[[ Records shown open ]]
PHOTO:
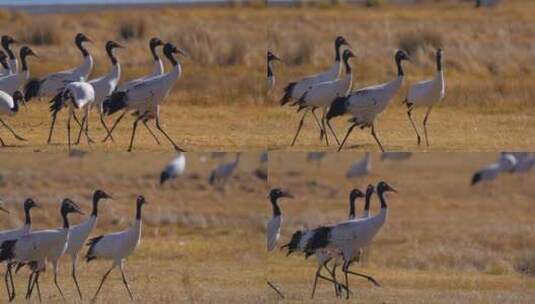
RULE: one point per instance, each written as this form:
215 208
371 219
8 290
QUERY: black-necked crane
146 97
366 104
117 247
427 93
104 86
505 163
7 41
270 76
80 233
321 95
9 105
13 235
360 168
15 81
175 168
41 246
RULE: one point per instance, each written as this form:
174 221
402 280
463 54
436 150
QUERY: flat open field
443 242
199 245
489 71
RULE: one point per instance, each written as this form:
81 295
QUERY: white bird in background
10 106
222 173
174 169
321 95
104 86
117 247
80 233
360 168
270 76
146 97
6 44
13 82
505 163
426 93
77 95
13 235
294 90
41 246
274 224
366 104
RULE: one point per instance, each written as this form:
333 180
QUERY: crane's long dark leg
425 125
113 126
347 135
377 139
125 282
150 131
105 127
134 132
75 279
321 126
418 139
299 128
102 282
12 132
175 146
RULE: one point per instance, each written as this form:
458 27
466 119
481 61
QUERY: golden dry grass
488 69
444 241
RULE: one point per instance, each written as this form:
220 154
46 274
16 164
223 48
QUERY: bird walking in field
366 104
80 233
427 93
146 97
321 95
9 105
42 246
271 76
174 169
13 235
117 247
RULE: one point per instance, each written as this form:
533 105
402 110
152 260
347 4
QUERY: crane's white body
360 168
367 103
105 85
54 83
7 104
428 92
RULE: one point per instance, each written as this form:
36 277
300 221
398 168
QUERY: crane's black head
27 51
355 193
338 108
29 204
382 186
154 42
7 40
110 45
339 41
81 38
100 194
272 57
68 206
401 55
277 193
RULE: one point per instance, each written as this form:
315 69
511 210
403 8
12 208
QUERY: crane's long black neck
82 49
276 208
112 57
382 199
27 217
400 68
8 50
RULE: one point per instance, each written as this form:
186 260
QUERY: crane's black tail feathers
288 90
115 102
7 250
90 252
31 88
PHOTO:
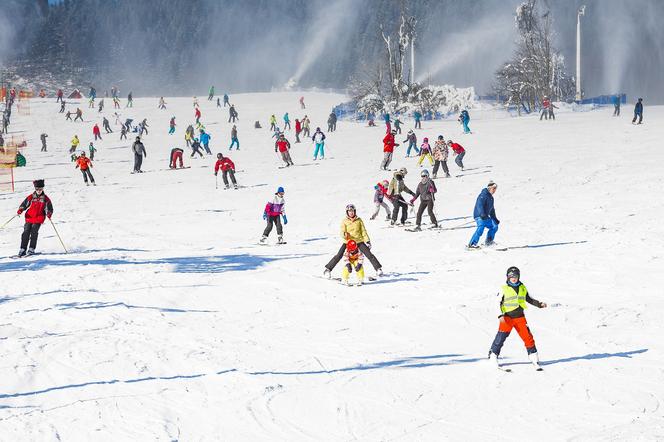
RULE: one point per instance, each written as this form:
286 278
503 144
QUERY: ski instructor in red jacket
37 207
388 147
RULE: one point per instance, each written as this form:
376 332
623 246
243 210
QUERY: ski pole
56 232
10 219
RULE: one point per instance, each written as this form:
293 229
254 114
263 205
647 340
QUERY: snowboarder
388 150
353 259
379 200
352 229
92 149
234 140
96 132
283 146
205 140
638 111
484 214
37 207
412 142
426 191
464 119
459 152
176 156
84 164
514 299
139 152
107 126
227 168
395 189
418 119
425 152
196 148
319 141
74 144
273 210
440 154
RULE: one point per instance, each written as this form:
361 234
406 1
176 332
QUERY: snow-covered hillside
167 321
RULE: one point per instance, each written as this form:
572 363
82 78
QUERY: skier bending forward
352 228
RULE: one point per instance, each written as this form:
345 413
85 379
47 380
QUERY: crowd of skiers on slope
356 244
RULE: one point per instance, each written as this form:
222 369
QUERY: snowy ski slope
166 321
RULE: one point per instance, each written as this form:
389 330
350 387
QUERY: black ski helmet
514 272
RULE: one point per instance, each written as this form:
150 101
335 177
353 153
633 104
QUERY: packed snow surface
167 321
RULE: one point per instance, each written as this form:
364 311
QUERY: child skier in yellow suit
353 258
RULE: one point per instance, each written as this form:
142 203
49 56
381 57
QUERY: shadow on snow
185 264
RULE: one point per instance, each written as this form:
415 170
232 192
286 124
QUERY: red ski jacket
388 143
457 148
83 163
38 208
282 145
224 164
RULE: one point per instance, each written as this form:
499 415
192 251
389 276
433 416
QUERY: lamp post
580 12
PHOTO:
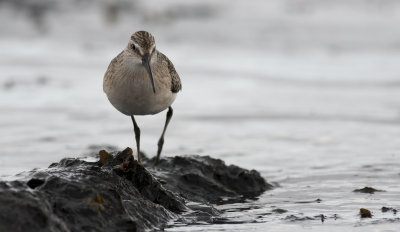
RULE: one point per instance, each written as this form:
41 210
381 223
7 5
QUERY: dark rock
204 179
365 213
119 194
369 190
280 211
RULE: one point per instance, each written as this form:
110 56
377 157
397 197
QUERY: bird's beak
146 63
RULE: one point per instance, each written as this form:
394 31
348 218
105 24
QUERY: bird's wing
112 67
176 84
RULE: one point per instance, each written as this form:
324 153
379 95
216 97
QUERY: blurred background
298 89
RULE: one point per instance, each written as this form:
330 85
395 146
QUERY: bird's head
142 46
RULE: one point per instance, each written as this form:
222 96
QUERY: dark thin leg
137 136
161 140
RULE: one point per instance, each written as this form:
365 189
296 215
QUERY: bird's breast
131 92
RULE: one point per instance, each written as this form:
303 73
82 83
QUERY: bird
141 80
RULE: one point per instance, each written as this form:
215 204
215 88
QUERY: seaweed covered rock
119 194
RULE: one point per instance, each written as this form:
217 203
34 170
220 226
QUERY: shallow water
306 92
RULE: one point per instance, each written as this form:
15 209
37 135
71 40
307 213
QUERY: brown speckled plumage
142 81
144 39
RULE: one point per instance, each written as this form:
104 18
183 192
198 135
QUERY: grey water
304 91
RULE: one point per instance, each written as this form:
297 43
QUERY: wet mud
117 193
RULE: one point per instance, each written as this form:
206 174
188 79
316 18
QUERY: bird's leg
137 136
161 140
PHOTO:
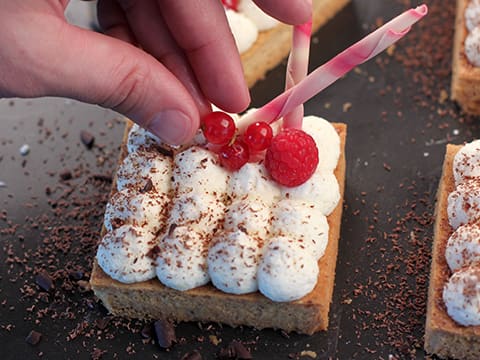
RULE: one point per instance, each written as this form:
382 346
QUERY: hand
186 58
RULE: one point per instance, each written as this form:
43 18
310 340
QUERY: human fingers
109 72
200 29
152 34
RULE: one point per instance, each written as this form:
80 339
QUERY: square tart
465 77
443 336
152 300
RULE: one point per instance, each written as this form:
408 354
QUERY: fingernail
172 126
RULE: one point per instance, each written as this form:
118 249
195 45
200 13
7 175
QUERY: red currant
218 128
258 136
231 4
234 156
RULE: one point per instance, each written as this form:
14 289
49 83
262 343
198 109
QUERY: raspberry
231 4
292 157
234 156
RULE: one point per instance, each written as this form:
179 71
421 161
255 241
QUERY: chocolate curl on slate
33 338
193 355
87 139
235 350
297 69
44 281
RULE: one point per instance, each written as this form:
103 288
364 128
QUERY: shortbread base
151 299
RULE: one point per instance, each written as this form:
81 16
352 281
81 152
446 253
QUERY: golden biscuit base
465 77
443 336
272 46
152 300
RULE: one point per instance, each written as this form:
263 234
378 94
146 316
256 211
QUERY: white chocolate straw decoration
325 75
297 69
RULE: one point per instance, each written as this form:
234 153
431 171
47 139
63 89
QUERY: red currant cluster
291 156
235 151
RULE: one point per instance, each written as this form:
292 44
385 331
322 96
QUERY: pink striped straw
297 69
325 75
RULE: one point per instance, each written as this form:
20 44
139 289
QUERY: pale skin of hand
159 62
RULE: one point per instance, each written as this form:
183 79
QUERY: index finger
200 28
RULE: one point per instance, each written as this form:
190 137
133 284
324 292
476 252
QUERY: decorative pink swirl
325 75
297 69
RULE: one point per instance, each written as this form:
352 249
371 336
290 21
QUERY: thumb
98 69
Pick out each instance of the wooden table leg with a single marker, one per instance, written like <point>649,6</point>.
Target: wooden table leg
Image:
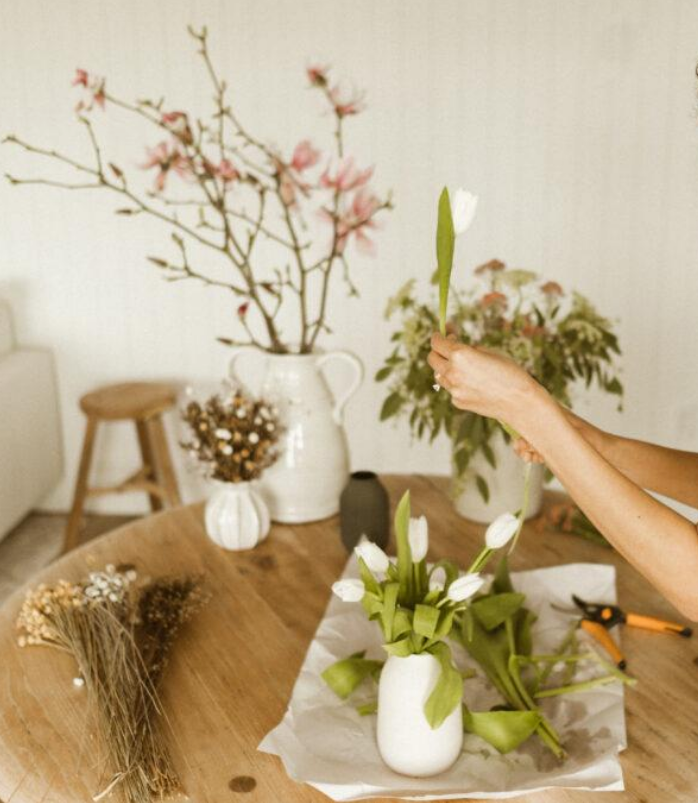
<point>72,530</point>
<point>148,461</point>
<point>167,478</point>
[[ Records shown closed ]]
The answer must consist of every line from the entries above that contains the string "wooden".

Result of the task =>
Pick out each instance of the wooden table leg with a single marker, one per instance, written like <point>649,6</point>.
Target: wooden table leg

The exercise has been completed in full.